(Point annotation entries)
· · · ·
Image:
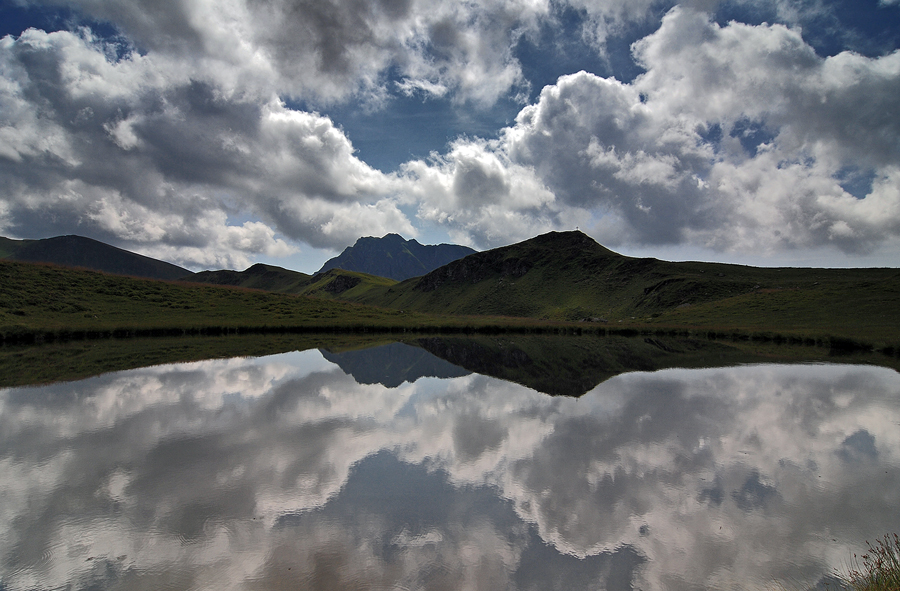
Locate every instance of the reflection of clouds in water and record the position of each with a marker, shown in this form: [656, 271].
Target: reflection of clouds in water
[232, 471]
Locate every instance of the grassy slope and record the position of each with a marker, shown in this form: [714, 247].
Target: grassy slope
[280, 280]
[568, 276]
[36, 297]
· · · ·
▶ _Problem_
Please rewrite all the entries with "marker" replaced by "point" and everything else unchanged. Leave the pictures out of your version.

▶ _Correct answer_
Image:
Locate every instance of the reflection of clouds in water and record the position of each with a point, shown in this form: [656, 271].
Target: reflection of clouds in water
[232, 471]
Locate every instance of the grassy slope and record the position of each with a point, shown in this form: [714, 247].
Target: grassy slope
[280, 280]
[568, 276]
[36, 297]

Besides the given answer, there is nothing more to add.